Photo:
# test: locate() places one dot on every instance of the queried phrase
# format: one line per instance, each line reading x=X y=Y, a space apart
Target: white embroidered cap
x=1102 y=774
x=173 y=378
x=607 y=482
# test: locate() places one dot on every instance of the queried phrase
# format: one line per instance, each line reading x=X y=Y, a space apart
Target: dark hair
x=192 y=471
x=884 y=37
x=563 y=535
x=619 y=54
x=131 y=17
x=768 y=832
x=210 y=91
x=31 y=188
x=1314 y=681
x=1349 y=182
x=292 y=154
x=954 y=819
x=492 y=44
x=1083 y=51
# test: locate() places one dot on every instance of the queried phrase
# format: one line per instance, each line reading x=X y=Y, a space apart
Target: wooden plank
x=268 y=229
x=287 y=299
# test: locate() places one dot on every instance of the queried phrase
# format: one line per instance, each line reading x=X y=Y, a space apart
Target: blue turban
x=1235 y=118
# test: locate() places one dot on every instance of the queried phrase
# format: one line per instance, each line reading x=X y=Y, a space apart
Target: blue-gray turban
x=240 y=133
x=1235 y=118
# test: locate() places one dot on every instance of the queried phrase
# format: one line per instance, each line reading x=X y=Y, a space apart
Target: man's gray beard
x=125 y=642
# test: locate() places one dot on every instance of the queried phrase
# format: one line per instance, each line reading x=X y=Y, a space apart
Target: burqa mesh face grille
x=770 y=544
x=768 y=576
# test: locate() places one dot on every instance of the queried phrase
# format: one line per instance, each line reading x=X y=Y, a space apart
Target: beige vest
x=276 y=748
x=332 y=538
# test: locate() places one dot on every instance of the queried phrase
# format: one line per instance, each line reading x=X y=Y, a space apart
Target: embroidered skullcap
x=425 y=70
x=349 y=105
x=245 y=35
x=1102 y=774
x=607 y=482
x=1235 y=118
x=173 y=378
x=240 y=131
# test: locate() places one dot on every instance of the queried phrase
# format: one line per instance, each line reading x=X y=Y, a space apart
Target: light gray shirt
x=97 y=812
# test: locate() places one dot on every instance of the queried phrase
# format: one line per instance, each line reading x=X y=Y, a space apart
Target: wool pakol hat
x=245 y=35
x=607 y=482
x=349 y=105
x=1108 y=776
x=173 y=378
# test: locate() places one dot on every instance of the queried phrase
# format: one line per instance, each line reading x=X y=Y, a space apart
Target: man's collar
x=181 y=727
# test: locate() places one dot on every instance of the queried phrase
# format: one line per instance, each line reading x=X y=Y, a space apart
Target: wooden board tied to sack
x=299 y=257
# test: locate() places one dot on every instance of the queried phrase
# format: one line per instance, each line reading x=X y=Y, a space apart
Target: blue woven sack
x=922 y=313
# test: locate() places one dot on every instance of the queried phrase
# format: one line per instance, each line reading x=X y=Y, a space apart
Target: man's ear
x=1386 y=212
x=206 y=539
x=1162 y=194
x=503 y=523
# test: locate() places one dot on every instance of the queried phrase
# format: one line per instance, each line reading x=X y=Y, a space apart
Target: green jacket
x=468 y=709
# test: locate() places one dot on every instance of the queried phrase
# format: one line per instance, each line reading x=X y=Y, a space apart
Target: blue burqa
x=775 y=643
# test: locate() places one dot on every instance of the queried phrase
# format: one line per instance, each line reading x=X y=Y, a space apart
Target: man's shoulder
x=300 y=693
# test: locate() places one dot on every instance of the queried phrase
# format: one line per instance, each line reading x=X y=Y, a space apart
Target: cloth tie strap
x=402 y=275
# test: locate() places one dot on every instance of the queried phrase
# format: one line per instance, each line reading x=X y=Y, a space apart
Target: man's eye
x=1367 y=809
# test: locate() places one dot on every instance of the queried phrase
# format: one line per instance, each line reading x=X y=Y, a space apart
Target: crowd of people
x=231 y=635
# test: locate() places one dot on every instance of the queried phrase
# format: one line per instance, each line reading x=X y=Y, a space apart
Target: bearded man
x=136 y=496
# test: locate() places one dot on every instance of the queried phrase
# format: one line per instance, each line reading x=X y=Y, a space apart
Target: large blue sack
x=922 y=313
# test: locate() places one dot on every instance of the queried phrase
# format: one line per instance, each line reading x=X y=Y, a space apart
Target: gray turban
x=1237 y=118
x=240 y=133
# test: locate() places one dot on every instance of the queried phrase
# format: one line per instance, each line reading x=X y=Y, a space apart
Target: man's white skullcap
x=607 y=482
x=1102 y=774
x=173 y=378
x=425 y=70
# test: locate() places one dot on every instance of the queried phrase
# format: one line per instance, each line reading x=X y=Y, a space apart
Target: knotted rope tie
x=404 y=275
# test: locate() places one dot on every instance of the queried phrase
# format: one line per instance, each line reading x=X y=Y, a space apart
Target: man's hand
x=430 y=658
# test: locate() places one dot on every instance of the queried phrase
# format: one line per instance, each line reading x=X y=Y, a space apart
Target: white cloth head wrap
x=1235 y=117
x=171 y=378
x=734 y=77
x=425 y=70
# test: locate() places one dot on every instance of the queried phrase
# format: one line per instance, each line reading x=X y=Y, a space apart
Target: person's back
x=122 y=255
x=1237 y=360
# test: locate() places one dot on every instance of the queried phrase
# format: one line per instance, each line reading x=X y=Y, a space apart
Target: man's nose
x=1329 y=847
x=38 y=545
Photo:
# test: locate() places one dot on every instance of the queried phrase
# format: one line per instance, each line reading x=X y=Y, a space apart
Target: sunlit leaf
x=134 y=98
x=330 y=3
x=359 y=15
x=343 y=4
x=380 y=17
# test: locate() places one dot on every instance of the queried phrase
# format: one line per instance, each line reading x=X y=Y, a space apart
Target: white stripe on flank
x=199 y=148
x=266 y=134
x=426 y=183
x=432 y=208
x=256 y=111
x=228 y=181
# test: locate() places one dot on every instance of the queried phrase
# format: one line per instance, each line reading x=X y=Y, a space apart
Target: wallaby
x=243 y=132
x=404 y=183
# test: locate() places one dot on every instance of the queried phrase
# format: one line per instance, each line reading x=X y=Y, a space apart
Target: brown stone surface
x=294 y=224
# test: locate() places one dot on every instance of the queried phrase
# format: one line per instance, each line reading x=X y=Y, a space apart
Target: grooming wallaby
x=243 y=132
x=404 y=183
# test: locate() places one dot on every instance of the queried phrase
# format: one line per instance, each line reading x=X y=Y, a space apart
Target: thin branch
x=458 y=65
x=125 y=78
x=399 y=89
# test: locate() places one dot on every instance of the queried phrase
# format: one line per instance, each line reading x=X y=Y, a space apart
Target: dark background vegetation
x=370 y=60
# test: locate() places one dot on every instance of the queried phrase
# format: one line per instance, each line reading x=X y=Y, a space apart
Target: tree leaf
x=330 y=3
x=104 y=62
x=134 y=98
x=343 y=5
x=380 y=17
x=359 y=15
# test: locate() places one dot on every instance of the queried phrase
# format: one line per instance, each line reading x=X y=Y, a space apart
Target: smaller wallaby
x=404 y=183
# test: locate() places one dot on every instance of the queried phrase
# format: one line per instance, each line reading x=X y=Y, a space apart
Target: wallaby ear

+++

* WHAT THE TASK ASKS *
Extract each record, keeping it identical to the original.

* EXERCISE SOLUTION *
Photo:
# test: locate() places one dot on every instance of the queried phrase
# format: one line per instance, each line reading x=X y=Y, a space apart
Target: white embroidered cap
x=1102 y=774
x=173 y=378
x=607 y=482
# test: locate() places one dot on every instance of the queried phrase
# format: one line per instance, each line reading x=X y=Y, a space apart
Target: dark hair
x=192 y=471
x=884 y=37
x=563 y=535
x=619 y=54
x=131 y=17
x=768 y=832
x=210 y=91
x=31 y=188
x=1314 y=681
x=1349 y=182
x=292 y=154
x=954 y=819
x=492 y=44
x=1083 y=51
# test: locate() places one dot on every instance of the queried phrase
# format: one line per instance, each line reading x=X y=Y, a space apart
Target: wooden plank
x=268 y=229
x=287 y=299
# test: locate() places one dot on every instance of the queried phrase
# format: one line per instance, each line reading x=X y=Y, a space apart
Target: blue turban
x=1235 y=118
# test: locate() places one dot on every instance of the queried phrase
# format: one line per instance, each line reading x=X y=Y, a space apart
Target: blue-gray turban
x=240 y=133
x=1235 y=118
# test: locate() places one dot on every instance of the queried phrase
# format: one line per instance, each line reading x=X y=Y, a space apart
Target: man's gray beard
x=125 y=642
# test: locate() places one dot on every instance of the queried phrase
# format: one line per instance, each line reading x=X y=Y, a space apart
Target: burqa mesh face grille
x=770 y=544
x=768 y=576
# test: locate() places one dot on every instance of the queried phrase
# format: one line per instance, each line reading x=X y=Y, a space apart
Target: beige vest
x=276 y=748
x=332 y=538
# test: locate() places one dot on every instance of the queried phrase
# format: one line per instance, each line reading x=X y=Y, a space apart
Target: embroidered skullcap
x=425 y=70
x=349 y=105
x=245 y=35
x=1102 y=774
x=607 y=482
x=1235 y=118
x=173 y=378
x=240 y=131
# test: locate() places one dot on every instance of the queried phrase
# format: one line per instance, each line reading x=X y=Y, a space apart
Target: light gray shirt
x=97 y=812
# test: locate() places one dot on every instance of the queried phrase
# format: one line per instance, each line reading x=X y=Y, a space apart
Target: wool pakol hat
x=245 y=35
x=607 y=482
x=349 y=105
x=1108 y=776
x=173 y=378
# test: locate() places one dot on every instance of the queried phrase
# format: one line per instance, each line reading x=X y=Y, a space apart
Target: man's collar
x=181 y=727
# test: locate() places one dot on every instance of the queried phrase
# format: one line per instance, each line reading x=X y=Y, a space apart
Target: wooden board tied to sack
x=299 y=257
# test: locate() places one dot on every instance of the queried phrase
# format: one line per instance, each line reading x=X y=Y, a space apart
Target: blue woven sack
x=922 y=313
# test: locate() places one dot on every instance of the queried phrase
# format: one line per instance, each line reading x=X y=Y, a space apart
Target: man's ear
x=1386 y=212
x=206 y=539
x=1162 y=194
x=503 y=523
# test: locate() places one dot on every instance of the queried phrase
# format: one line per instance, each line reading x=X y=Y, a space apart
Target: green jacket
x=468 y=709
# test: locate() places one dot on every instance of the queried phrase
# format: one line per instance, each line reading x=X y=Y, a space apart
Target: blue burqa
x=775 y=643
# test: locate() places one dot on every instance of the queried phrase
# format: one line per instance, each line reading x=X y=Y, a space apart
Target: man's shoulder
x=300 y=693
# test: locate() places one dot on every instance of the queried phrase
# format: one line per instance, each line reading x=X y=Y, a space apart
Target: cloth tie strap
x=402 y=275
# test: locate() places one dot on every instance of the queried phrase
# format: one line per instance, each line reading x=X y=Y, a space apart
Target: man's eye
x=1367 y=809
# test: locate() places one dot on every instance of the queried phrase
# format: one line per instance, each line reading x=X y=Y, a space apart
Target: crowd of people
x=231 y=635
# test: locate() places one dot on every instance of the queried phrase
# format: one line per instance, each line reading x=X y=Y, a space apart
Target: bearded man
x=136 y=496
# test: locate() places one dot on every instance of the queried phrase
# format: one line per instance, each line reading x=X y=Y, a space apart
Target: large blue sack
x=922 y=313
# test: locate() places one dot on every instance of the queried phrase
# format: one line per instance, each line reading x=X y=Y, a space apart
Target: gray turban
x=1237 y=118
x=240 y=133
# test: locate() places one dot on every instance of the queried phrase
# format: one line per instance, each line reading x=X y=Y, a space apart
Target: man's white skullcap
x=607 y=482
x=1102 y=774
x=173 y=378
x=425 y=70
# test: locate() places one dot on every instance of the queried phrase
# format: one line per instance, each line reading x=X y=Y, a space apart
Target: knotted rope tie
x=404 y=275
# test: locate() places one dot on every instance of the queried phrase
# format: one line per instance, each line reading x=X y=Y, a space apart
Target: man's hand
x=430 y=658
# test: locate() places one dot on every instance of the queried phrase
# format: one line per instance, each line reading x=X y=Y, a space apart
Target: white cloth head wrap
x=1235 y=117
x=171 y=378
x=734 y=77
x=425 y=70
# test: locate() places one dot on every instance of the queried phrase
# format: one line per instance, each line reading x=X y=Y, a space apart
Target: person's back
x=122 y=255
x=1237 y=360
# test: locate() places one dot on every instance of the queried phrase
# format: one line per instance, each line reading x=X y=Y, a space apart
Target: man's nose
x=1329 y=847
x=38 y=545
Photo:
# test: locate() places one dot on every instance of the queried phrase
# format: one line per instance, each line reading x=X y=Y, a space apart
Target: sunlit leaf
x=134 y=98
x=330 y=3
x=359 y=15
x=343 y=4
x=380 y=17
# test: locate() places one dot on every instance of the queried phrase
# format: one line per instance, each line reading x=X y=Y, a space apart
Target: white stripe on flank
x=199 y=148
x=266 y=134
x=426 y=183
x=432 y=208
x=256 y=111
x=228 y=181
# test: locate() places one dot on every instance of the queried phrase
# format: one line per instance, each line reading x=X y=Y, a space apart
Target: wallaby
x=243 y=132
x=404 y=183
# test: locate() places one dot on every instance of the queried phrase
# format: one line per instance, each line reading x=X y=Y, a space apart
Target: brown stone surface
x=294 y=224
# test: locate() places one dot on every instance of the queried phrase
# format: one line per instance, each line reading x=X y=Y, a space apart
Target: grooming wallaby
x=243 y=132
x=404 y=183
# test: locate() places one dot on every instance of the queried phrase
# format: one line per instance, each line reading x=X y=Y, a space apart
Target: thin branch
x=458 y=65
x=125 y=78
x=399 y=89
# test: locate() places one dot on every instance of the queried phrase
# format: one line per instance, each line reading x=X y=Y, a space apart
Target: dark background vegetation
x=370 y=60
# test: locate() places one dot on every instance of the queried phrase
# format: one line per instance, each line reading x=X y=Y, a space apart
Target: tree leaf
x=330 y=3
x=104 y=62
x=134 y=98
x=343 y=5
x=380 y=17
x=359 y=15
# test: locate() places one dot on every instance of the queried phrase
# format: one line per instance, each line reading x=X y=Y, a space apart
Target: smaller wallaby
x=404 y=183
# test: locate() places one dot on every instance of the queried phrase
# format: one line per instance, each line reading x=X y=Y, a space apart
Target: wallaby ear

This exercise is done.